===== Data for processing =====
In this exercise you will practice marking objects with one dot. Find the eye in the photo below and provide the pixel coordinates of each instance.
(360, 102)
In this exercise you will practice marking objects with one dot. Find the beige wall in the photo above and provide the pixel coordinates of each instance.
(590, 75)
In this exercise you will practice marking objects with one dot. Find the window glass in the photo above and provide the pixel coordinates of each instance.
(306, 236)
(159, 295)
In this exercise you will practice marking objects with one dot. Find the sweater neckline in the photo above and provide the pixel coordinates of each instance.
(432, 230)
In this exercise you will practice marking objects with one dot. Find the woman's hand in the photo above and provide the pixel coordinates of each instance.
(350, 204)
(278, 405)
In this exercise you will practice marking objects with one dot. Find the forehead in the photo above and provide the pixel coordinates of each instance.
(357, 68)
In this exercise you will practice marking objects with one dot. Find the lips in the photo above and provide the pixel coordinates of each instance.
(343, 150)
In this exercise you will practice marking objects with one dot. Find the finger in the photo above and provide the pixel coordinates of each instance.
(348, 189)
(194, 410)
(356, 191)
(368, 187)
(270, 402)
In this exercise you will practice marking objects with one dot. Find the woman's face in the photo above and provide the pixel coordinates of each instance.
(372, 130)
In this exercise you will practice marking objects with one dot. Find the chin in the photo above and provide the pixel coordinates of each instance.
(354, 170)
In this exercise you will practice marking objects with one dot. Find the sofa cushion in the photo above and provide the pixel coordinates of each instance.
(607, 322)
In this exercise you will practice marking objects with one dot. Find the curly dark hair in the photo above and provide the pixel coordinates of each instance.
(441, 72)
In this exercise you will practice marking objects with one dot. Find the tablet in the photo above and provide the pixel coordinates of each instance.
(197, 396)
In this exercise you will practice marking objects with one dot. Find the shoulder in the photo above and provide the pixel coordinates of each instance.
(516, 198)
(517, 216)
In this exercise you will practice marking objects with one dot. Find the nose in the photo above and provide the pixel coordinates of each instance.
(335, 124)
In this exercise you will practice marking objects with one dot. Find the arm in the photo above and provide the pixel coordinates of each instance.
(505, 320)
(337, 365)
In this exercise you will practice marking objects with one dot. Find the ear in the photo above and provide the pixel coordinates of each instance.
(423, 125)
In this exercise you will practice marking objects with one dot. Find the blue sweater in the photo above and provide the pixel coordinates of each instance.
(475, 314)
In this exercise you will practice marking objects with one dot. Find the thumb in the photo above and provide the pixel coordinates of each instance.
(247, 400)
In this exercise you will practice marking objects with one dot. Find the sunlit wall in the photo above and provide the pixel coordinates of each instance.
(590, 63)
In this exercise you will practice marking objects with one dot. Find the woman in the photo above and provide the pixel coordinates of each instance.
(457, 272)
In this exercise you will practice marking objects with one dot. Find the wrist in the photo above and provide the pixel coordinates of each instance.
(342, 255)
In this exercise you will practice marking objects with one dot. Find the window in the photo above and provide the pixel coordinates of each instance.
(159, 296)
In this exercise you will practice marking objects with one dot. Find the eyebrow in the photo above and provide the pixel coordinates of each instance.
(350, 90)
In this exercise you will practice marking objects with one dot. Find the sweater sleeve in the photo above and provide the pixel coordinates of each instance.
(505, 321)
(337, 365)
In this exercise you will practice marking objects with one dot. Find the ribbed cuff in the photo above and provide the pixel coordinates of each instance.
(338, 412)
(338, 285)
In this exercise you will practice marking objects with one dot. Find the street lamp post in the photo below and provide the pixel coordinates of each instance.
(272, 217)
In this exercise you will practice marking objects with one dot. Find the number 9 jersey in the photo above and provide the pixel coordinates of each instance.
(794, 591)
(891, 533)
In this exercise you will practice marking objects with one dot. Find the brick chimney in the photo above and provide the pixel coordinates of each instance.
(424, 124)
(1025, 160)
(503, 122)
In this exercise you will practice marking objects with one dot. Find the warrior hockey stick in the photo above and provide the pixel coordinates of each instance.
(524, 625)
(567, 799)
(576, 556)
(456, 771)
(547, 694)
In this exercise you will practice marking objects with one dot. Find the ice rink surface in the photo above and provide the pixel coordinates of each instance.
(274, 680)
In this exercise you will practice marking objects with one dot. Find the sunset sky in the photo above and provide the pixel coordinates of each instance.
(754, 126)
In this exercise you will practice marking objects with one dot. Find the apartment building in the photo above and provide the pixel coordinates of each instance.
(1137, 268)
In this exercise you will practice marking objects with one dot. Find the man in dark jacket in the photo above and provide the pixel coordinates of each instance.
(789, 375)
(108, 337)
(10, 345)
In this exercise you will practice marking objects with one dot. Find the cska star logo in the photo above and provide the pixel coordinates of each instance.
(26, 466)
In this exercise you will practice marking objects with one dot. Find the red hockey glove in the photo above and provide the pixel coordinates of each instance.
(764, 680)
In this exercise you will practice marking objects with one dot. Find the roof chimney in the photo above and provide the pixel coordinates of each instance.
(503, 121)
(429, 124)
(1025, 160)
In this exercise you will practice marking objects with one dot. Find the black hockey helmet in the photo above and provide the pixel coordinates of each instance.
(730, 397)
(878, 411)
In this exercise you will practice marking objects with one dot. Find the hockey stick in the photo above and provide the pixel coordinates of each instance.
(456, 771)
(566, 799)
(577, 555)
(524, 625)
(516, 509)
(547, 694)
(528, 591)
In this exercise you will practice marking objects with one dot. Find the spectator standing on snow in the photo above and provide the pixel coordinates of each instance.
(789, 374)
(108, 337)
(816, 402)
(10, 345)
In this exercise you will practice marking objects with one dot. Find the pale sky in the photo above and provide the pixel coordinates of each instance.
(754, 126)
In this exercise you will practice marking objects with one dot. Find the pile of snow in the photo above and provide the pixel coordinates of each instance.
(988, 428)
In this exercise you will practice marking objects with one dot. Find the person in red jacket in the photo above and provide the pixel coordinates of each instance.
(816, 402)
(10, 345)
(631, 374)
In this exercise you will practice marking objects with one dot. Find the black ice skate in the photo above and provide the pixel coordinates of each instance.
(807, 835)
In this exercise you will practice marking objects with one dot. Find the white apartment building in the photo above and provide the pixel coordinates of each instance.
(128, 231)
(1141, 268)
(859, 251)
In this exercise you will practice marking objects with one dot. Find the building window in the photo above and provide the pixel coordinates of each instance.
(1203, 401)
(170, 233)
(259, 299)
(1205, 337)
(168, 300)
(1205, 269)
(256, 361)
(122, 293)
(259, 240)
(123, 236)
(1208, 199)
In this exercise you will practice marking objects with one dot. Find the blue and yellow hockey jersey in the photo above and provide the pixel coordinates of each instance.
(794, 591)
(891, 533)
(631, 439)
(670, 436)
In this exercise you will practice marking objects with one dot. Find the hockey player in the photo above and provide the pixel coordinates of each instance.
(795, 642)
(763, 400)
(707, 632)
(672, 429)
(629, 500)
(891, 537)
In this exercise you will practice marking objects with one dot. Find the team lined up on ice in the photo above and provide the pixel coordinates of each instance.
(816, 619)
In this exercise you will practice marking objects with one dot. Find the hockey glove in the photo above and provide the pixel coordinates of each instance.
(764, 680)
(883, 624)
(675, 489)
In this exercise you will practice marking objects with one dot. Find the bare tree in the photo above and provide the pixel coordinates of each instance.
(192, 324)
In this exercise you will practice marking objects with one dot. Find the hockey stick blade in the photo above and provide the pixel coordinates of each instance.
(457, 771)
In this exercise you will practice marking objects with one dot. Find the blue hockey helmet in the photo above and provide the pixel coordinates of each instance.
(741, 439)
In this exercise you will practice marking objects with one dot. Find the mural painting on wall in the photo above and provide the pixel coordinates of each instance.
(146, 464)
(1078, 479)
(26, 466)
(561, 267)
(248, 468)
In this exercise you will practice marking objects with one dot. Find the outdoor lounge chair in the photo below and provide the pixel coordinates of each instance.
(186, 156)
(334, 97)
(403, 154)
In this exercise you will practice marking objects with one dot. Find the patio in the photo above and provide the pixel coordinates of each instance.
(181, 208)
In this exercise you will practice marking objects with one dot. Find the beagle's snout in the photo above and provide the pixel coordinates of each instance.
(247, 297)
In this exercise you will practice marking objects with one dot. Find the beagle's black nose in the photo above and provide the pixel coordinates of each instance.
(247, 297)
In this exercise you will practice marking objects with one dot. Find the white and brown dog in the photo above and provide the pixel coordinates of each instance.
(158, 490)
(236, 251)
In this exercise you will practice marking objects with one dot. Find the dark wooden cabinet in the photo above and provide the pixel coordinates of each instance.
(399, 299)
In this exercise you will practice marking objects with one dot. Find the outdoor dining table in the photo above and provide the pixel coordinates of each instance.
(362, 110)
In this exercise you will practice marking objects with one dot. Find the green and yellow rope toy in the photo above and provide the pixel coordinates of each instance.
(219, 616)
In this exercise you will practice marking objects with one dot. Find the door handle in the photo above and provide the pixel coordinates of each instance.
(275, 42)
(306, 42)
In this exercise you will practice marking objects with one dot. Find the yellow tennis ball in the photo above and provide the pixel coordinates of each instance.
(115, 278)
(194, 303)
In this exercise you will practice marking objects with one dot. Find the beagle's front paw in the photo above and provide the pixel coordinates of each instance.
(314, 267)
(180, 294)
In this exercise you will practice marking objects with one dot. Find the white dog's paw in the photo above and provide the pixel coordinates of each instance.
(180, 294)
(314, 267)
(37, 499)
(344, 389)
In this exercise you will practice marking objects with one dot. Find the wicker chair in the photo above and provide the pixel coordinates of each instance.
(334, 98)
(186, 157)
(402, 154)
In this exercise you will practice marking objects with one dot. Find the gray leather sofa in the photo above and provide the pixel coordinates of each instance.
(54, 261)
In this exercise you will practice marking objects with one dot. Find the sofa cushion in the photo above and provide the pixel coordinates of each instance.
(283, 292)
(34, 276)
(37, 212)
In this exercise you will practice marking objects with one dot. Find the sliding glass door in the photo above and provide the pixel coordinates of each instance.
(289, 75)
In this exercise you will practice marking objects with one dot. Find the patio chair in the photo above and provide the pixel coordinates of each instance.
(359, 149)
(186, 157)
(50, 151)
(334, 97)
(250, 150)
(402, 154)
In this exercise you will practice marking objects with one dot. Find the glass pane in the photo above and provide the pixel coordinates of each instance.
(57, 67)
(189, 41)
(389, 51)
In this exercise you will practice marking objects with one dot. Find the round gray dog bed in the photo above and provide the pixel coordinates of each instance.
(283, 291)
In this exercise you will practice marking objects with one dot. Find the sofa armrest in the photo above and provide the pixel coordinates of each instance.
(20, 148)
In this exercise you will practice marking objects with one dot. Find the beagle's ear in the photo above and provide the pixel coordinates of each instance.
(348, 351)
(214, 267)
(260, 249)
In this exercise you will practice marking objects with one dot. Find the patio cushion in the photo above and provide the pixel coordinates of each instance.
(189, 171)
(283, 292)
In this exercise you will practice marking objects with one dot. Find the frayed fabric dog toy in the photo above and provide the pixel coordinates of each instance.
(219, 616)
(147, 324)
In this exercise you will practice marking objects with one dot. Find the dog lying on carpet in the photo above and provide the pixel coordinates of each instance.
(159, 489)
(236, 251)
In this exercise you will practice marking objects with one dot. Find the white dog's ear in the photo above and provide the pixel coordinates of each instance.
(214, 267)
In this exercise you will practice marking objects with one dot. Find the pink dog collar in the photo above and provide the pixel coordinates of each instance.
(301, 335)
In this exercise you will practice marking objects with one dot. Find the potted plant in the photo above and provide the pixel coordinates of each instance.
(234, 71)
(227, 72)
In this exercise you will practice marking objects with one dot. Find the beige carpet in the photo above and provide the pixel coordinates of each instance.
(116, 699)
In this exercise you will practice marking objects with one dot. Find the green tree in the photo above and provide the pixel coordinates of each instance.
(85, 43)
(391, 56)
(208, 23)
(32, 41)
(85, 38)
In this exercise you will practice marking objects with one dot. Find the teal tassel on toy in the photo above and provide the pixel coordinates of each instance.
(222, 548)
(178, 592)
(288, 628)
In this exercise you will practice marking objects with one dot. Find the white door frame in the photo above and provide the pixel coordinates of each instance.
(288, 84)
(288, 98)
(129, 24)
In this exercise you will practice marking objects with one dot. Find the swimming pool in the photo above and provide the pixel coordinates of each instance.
=====
What you have to do:
Find the line with "the white door" in the listing above, then write out that line and each remaining line exactly, with no other text.

Solution to this task:
In this exercise you will practice marking objects with one dot. Find the white door frame in the photo above and provide the pixel coordinates of each instance.
(288, 84)
(288, 98)
(129, 24)
In this exercise you will practice marking objects with one dot. Find the swimming pool in the photo above and provide the pixel coordinates of each instance.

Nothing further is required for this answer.